#### What you should do:
Could you swap "single pin" for "single point" everywhere it occurs in the listing below and return the full listing with everything else unchanged?

▬▬▬▬▬▬

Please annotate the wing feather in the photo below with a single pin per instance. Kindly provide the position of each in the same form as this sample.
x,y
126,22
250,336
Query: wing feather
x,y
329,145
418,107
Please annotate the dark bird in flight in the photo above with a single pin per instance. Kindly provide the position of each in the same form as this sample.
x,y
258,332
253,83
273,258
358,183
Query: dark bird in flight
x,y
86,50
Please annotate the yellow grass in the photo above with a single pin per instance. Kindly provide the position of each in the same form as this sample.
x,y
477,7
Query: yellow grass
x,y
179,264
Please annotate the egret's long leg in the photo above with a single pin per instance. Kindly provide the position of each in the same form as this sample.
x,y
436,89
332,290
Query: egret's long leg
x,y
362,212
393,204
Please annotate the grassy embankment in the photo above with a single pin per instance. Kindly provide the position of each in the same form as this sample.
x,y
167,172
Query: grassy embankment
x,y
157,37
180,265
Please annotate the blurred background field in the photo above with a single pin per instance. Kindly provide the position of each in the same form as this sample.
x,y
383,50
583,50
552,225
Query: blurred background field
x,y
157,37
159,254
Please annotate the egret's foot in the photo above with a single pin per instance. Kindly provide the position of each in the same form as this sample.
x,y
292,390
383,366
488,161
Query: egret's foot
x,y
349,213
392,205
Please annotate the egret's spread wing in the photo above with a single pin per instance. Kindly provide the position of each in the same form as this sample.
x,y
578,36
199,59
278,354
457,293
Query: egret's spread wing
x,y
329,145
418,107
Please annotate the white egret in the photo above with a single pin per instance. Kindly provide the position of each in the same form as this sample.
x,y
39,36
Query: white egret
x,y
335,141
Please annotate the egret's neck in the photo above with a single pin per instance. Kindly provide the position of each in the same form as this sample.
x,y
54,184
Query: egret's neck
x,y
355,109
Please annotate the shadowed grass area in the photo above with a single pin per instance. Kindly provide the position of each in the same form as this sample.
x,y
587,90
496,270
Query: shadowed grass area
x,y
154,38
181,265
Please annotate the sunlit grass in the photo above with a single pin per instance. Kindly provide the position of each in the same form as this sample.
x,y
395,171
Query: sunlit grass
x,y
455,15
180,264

▬▬▬▬▬▬

#### The response:
Please annotate the wing feather in the photo below with a single point per instance. Kindly provide the position of each in the same form as this sample.
x,y
126,22
250,336
Query: wing feather
x,y
329,145
418,107
Please annotate the dark bird in flight in the photo above with a single point per instance. Kindly provide the position of each in the same form as this sample.
x,y
258,332
253,83
273,258
358,183
Query: dark bird in flight
x,y
86,50
Please annotate the yellow grass in the photo above with a single point per instance. Kindly provide the position of each in the same form as this sample.
x,y
477,7
Query: yellow grass
x,y
179,264
Please annotate the egret's long leg in the photo above with a single point per instance. Kindly provide the position of each in the same form as this sample.
x,y
436,89
332,290
Query: egret's long leg
x,y
362,212
393,204
Please annotate the grassy embankment in the photo above with a single point per instance. Kindly provide the position of each in the same form as this sample.
x,y
167,172
Query: grassy embankment
x,y
157,37
180,265
Please annotate the blurred background field in the photo above with a single point per instance. Kindly provide the position of each in the same form as this sample.
x,y
383,50
583,50
552,225
Query: blurred background field
x,y
157,37
159,254
Please annotate the egret's foot in the photo above with a single point per instance. Kindly provide the position of each in the same form as this sample.
x,y
292,390
383,366
488,161
Query: egret's foot
x,y
349,213
392,205
Please annotate the egret's spread wing in the photo above with a single point per instance. Kindly provide the position of each in the same form as this sample.
x,y
578,36
199,59
278,354
457,293
Query: egret's spread wing
x,y
329,145
418,107
Please annotate the white egret in the photo above with a single point per instance. Kindly provide the position of each in the same form as this sample.
x,y
39,36
Query: white egret
x,y
335,141
Please annotate the egret's neck in the photo above with a single point per instance. Kindly provide the position of each in the same form as this sample.
x,y
54,184
Query: egret's neck
x,y
355,109
Please annotate the shadowed grass area in the photo above with a single point per instance. Kindly provide the position of each in the same form as this sample.
x,y
587,90
496,270
Query: shadowed grass area
x,y
154,38
181,265
Please annotate the sunlit grass in the photo above with a single point per instance. Kindly provide the position of each in the same form as this sample.
x,y
395,171
Query: sunlit grass
x,y
455,15
180,264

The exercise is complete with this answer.